§ **REQUIRED ACTION**: Transcribe the portion of the Libya mine casualty text from "45 civilians; 5" to "mine/ERW casualties reported.".

Last updated: 21 October 2018



All known casualties

Unknown, many thousands; between 1999 and 2017: 3,252 mine/unexploded remnants of war (ERW) casualties: 382 killed; 2,864 injured: 6 unknown survival outcome*

Casualties in 2017[1]

Annual total


significant decrease from1,610 in 2016

Survival outcome

88 killed; 96 injured

Device type causing casualties

8 antipersonnel mines; 10 improvised mines; 104 unspecified mines; 4 ERW; 58 unknown devices

Civilian status

45 civilians; 5 deminers; 40 military; 94 unknown

Age and gender

125 adults:
6 women; 118 men; 1 unknown

13 children:
6 boys; 2 girls; 5 unknown

42 unknown


The Libyan Mine Action Center (LibMAC) and the United Nations Support Mission in Libya (UNSMIL) collected information on casualties. However, due to the ongoing conflict the national casualty surveillance system was not fully functional.[2] It is therefore likely that casualties went unreported. Notably, almost all the data collected from the three sources— LibMAC, UNSMIL, and the Armed Conflict Location & Event Data Project (ACLED)—was unique. Monitor analysis showed little duplication of mine/ERW casualties reported.

The 184 casualties identified in 2017 represents a significant decrease from the 1,610 casualties reported for 2016. However, the ICRC, which provided most of the data for 2016 (1,465), did not provide information on mine/ERW casualties for 2017. It was also a decrease on the 1,004 casualties identified in 2015. Moreover, Handicap International (HI, now Humanity & Inclusion), which provided most of the data for 2015 (935 casualties), was unable to collect data in 2016.[3] The 2015 and 2016 figures are both significant increases on the 10 casualties identified in 2014. Due to the security situation, many operators were forced to leave Libya, therefore mine/ERW casualties in 2014 went largely unrecorded. In addition, some casualty data was lost. Limited data was available in 2014 and was known to be incomplete.[4] It is likely that many more casualties occurred. The previous highest annual total was recorded in 2011 when 222 mine/ERW casualties were identified.

*The total number of casualties over time in Libya is not known as many estimates predate the 2011 conflict. The Libyan Demining Association (LDA) and the Libyan Civil Defense Department had registered 1,852 mine casualties by the end of 2006.[5] Previous estimates were approximately 12,000, with the Libyan police reporting 11,845 casualties between 1940 and 1995 (6,749 killed; 5,096 injured) and the Libyan Jihad Center for Historical Studies reporting 12,258 (3,874 killed; 8,384 injured) between 1952 and 1975.[6]

Cluster munition casualties

The total number of cluster munition casualties in Libya is not known. There were no cluster munition casualties reported for 2017. Three casualties from unexploded cluster submunitions were reported in 2016. No casualties from unexploded submunitions or cluster munition attacks were reported in 2015, and one casualty from a submunition was identified in 2014. There were unconfirmed reports of unexploded submunition casualties in 2011.

Stored data entries
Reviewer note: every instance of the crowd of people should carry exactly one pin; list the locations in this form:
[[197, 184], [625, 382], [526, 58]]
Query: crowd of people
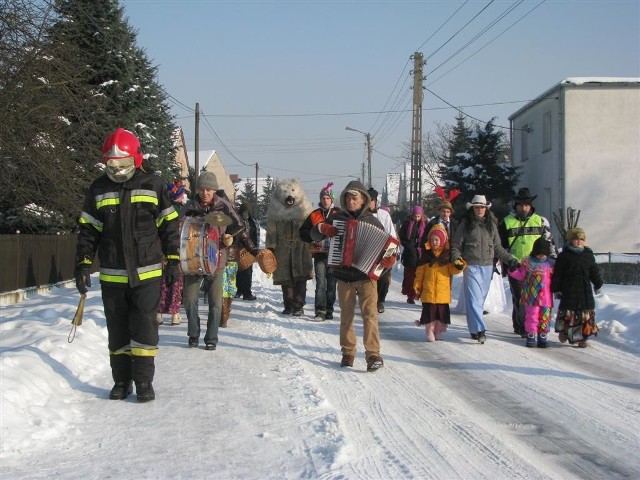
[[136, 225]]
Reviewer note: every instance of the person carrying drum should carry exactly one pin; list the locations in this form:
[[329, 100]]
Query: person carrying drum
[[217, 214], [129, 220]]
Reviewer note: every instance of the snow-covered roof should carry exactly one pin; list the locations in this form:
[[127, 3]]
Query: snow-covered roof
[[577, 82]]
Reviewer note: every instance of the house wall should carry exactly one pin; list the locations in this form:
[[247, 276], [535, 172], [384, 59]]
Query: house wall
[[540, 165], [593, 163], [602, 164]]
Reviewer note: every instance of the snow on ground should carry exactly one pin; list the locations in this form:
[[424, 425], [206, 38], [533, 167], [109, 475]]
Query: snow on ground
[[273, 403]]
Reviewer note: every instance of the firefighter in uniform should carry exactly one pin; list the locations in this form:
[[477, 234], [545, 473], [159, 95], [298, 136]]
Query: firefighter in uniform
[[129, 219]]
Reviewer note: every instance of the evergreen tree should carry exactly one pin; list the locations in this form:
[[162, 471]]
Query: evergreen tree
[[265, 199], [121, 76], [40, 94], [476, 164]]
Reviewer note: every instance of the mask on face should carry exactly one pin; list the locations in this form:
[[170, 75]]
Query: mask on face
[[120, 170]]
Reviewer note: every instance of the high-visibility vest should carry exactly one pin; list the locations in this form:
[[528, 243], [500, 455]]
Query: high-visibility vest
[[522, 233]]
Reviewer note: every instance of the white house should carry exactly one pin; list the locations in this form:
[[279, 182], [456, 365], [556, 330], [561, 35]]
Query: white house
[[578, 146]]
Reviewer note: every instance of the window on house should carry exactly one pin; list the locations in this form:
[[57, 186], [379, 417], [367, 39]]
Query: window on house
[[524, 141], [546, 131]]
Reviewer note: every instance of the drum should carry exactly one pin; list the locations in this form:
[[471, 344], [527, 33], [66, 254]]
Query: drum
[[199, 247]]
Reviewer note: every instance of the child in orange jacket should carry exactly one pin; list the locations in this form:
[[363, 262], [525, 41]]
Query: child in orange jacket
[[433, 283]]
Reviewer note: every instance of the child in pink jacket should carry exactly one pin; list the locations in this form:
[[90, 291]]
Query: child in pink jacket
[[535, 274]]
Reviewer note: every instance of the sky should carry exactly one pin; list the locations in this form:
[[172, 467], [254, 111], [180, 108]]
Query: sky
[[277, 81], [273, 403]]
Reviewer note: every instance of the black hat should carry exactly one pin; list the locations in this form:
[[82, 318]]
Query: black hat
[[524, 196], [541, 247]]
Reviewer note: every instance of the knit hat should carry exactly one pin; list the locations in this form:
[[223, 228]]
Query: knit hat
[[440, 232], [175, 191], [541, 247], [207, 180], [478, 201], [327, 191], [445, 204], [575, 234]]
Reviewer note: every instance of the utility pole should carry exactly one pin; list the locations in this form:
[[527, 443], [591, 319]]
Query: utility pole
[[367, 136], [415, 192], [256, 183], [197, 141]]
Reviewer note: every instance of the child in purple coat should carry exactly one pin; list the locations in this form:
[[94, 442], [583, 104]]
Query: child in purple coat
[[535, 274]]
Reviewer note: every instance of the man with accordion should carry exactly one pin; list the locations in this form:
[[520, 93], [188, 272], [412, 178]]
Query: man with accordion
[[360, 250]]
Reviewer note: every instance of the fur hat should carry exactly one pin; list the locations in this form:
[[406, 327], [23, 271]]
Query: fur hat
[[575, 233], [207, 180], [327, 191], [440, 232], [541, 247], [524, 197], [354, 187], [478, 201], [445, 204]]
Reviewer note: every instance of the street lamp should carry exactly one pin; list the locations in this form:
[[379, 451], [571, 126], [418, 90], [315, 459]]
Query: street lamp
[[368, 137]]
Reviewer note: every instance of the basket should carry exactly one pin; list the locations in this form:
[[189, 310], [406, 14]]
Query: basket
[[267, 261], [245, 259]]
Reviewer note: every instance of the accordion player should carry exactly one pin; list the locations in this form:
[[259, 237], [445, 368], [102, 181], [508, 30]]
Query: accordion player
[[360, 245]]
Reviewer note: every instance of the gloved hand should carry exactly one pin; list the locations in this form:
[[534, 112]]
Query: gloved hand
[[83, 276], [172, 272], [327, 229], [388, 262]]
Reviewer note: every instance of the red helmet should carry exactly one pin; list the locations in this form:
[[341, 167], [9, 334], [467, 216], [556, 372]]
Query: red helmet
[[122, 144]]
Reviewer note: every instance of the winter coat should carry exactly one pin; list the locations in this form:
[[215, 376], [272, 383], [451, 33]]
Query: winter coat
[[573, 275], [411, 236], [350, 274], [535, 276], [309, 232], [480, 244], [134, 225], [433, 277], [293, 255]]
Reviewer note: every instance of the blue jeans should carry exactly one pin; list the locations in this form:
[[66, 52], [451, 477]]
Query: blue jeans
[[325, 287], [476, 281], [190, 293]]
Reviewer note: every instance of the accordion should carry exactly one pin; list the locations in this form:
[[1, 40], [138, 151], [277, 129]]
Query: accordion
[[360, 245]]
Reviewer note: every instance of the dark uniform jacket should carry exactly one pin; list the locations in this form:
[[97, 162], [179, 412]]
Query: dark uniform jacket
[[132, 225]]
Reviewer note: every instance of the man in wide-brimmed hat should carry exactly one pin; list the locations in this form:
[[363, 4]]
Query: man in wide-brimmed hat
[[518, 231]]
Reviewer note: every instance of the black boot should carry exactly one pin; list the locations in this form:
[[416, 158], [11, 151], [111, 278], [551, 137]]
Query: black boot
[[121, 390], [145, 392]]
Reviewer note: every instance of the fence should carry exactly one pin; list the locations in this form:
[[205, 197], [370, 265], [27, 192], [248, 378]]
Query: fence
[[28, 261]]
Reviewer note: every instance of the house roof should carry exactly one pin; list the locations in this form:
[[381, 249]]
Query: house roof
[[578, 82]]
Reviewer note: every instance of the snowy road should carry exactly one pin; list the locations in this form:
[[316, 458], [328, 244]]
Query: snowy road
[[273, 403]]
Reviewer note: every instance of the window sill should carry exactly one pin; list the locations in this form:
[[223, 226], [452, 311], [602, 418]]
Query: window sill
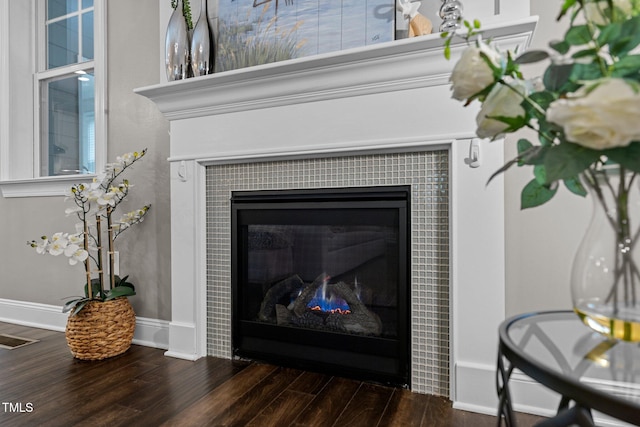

§ **SOLUTION FOR THIS EXERCISE**:
45 civilians; 5 deminers; 40 military; 94 unknown

Age and gender

125 adults:
6 women; 118 men; 1 unknown

13 children:
6 boys; 2 girls; 5 unknown

42 unknown


The Libyan Mine Action Center (LibMAC) and the United Nations Support Mission in Libya (UNSMIL) collected information on casualties. However, due to the ongoing conflict the national casualty surveillance system was not fully functional.[2] It is therefore likely that casualties went unreported. Notably, almost all the data collected from the three sources— LibMAC, UNSMIL, and the Armed Conflict Location & Event Data Project (ACLED)—was unique. Monitor analysis showed little duplication of mine/ERW casualties reported.